#### DOKUMENT

"Ein mutiges politisches Statement", habe Michelle Obama abgegeben. Sei für die Menschenrechte, für die Rechte von Frauen in Saudi-Arabien eingetreten. Meinen die einen. Die anderen erklären, sie habe sich "einen Dreck darum geschert", was in dem Land Sitte sei, was die Gastgeber gerne gehabt hätten. Die Katholische Nachrichten-Agentur (KNA) spricht von einem "Tabubruch", der Tagesspiegel von "protokollarischer Aufregung".
Was war passiert? Nichts. Wirklich. Michelle Obama war eigentlich wie immer, sah aus wie immer. Zusammen mit ihrem Mann, dem Präsidenten der Vereinigten Staaten von Amerika, Barack, war sie nach Saudi-Arabien gereist. Anlass waren die Trauerfeierlichkeiten für den verstorbenen König Abdullah. Als sie die Präsidentenmaschine Air Force One verließ, trug sie einen blau-weiß-gemusterten, freihängenden Blazer locker über einer langen schwarzen Hose. Und ihre Haare offen.
Und so blieb das auch während des Besuchs:
Saudi-Arabien ist ein ultrakonservatives Königreich. Eine absolute Monarchie. Frauen werden dort unterdrückt, ihnen werden Rechte vorenthalten, die Männern ganz selbstverständlich zustehen. Einen Führerschein zu beantragen, ist für sie grundsätzlich immer noch nicht möglich. Und tatsächlich verhüllen Frauen in Saudi-Arabien in der Öffentlichkeit meist ihre Haare, viele saudische Frauen tragen einen Niqab, einen Gesichtsschleier.

########
#### AUFLISTUNG

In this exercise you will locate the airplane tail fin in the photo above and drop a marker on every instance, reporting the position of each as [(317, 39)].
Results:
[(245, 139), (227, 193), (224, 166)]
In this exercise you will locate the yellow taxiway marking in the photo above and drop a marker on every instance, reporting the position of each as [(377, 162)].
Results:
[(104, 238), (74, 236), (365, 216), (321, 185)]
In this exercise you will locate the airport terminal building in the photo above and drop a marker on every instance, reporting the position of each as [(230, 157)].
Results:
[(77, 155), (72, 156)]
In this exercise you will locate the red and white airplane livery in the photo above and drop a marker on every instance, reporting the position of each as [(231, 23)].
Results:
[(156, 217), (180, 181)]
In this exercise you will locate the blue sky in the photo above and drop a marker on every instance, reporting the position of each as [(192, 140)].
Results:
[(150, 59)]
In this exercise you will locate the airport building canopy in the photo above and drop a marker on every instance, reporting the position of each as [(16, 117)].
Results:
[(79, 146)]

########
#### AUFLISTUNG

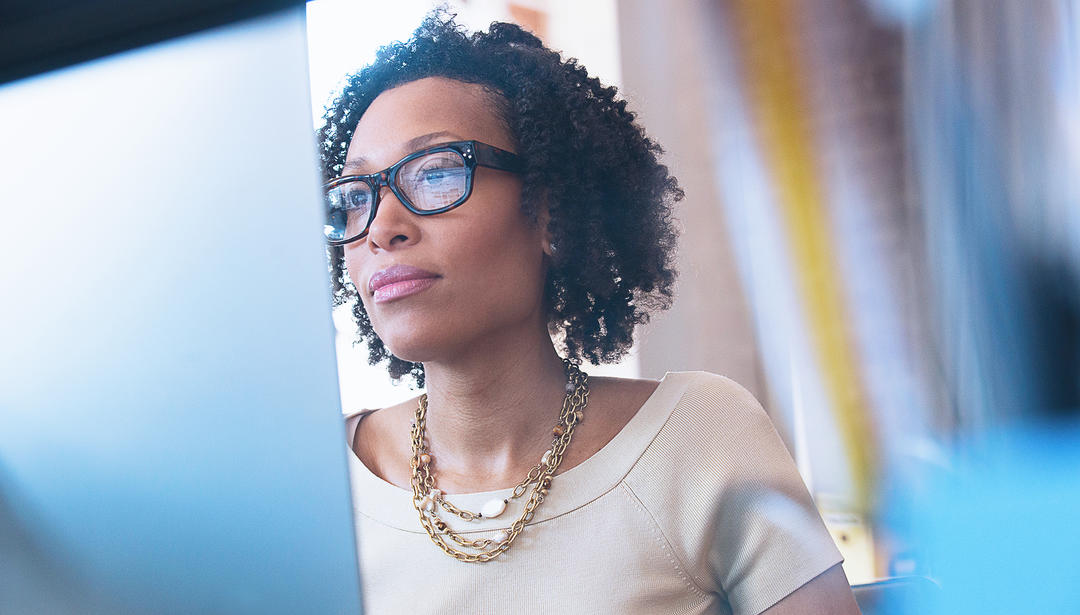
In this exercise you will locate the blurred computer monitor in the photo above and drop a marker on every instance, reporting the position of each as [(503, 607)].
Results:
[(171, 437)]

########

> [AUFGABEN]
1 > Aus welchem Anlass reiste Michelle Obama laut dem Dokument nach Saudi-Arabien?
2 > Gib den Abschnitt des Dokuments wortgetreu aus, beginnend bei "Was war passiert?" und endend bei "ihre Haare offen.".

> [LÖSUNGEN]
1 > Anlass waren die Trauerfeierlichkeiten für den verstorbenen König Abdullah.

2 >
Was war passiert? Nichts. Wirklich. Michelle Obama war eigentlich wie immer, sah aus wie immer. Zusammen mit ihrem Mann, dem Präsidenten der Vereinigten Staaten von Amerika, Barack, war sie nach Saudi-Arabien gereist. Anlass waren die Trauerfeierlichkeiten für den verstorbenen König Abdullah. Als sie die Präsidentenmaschine Air Force One verließ, trug sie einen blau-weiß-gemusterten, freihängenden Blazer locker über einer langen schwarzen Hose. Und ihre Haare offen.